## 练习任务
a. 副本拉取分片的源码节选中，注释“参数 demo”下列出了哪些参数名？请全部写出。
b. 请从副本拉取分片的源码节选最后一行之后接着往下续写。

## 原文节选

LOG_DEBUG(log, "Fetching part {} from {}", part_name, source_replica_path);
/***
2022.01.05 16:29:06.940980 [ 4423 ] {} <Debug> hdp_teu_dpd_clickhousedb.hybrid_test_tongbu (4058c757-c516-4345-8058-c757c5166345): Fetching part 20220105_1_1_0 from /clickhouse/common_test_cluster/hdp_teu_dpd_clickhousedb/hybrid_test_tongbu/shard2/replicas/replic2
**/
...
std::function<MutableDataPartPtr()> get_part;
if (part_to_clone)
{
.....
}
else
{
// 1: 获取需要clone数据的副本地址
ReplicatedMergeTreeAddress address(getZooKeeper()->get(source_replica_path + "/host"));
auto timeouts = ConnectionTimeouts::getHTTPTimeouts(global_context);
auto user_password = global_context.getInterserverCredentials();
String interserver_scheme = global_context.getInterserverScheme();
get_part = [&, address, timeouts, user_password, interserver_scheme]()
{
...
// 2: 这里的fetchPart主要就是构造HTTP参数及连接真正拉取数据
/**
参数 demo:
source_replica_path: zookeeper_path + "/replicas/" + replica
address.host:hostname1
port: 9009
interserver_scheme:
to_detached: false
part_name : 202107_1_1_0
**/
// 3: 最终调用的是 fetcher.fetchPart 方法
return fetcher.fetchPart(
part_name, source_replica_path,
address.host, address.replication_port,
timeouts, user_password.first, user_password.second, interserver_scheme, to_detached);
};
}
...
return true;
}
Next2-fetcher.fetchPart 代码如下(DataPartsExchange.cpp):
MergeTreeData::MutableDataPartPtr Fetcher::fetchPart(
const StorageMetadataPtr & metadata_snapshot,
ContextPtr context,
const String & part_name,
const String & replica_path,
const String & host,
int port,
const ConnectionTimeouts & timeouts,
const String & user,
const String & password,
const String & interserver_scheme,
ThrottlerPtr throttler,
bool to_detached,
const String & tmp_prefix_,
std::optional<CurrentlySubmergingEmergingTagger> * tagger_ptr,
bool try_zero_copy,
DiskPtr disk)

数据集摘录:
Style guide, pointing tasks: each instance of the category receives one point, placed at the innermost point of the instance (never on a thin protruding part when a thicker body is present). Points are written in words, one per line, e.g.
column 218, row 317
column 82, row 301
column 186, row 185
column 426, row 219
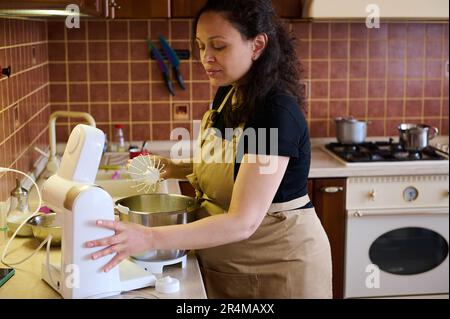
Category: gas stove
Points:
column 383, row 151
* * *
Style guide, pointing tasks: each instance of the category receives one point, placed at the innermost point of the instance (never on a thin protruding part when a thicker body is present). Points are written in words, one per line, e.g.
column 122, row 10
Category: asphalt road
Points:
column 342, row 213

## 书面作答
a. source_replica_path、address.host、port、interserver_scheme、to_detached、part_name

b.
{
auto part_info = MergeTreePartInfo::fromPartName(part_name, data.format_version);
const auto data_settings = data.getSettings();
// 1: 设置 uri
Poco::URI uri;
uri.setScheme(interserver_scheme);
uri.setHost(host);
uri.setPort(port);
uri.setQueryParameters(
{
{"endpoint", getEndpointId(replica_path)},
{"part", part_name},
{"client_protocol_version", toString(REPLICATION_PROTOCOL_VERSION_WITH_PARTS_PROJECTION)},
{"compress", "false"}
});
Strings capability;
if (try_zero_copy && data_settings->allow_remote_fs_zero_copy_replication)
{
/*******
2: 判断是如果是zero_copy 添加:
capability.push_back(DiskType::toString(disk->getType()));
细节略
***/
}
if (!capability.empty())
{
const String & remote_fs_metadata = boost::algorithm::join(capability, ", ");
uri.addQueryParameter("remote_fs_metadata", remote_fs_metadata);
}
else
{
try_zero_copy = false;
}
Poco::Net::HTTPBasicCredentials creds{};
if (!user.empty())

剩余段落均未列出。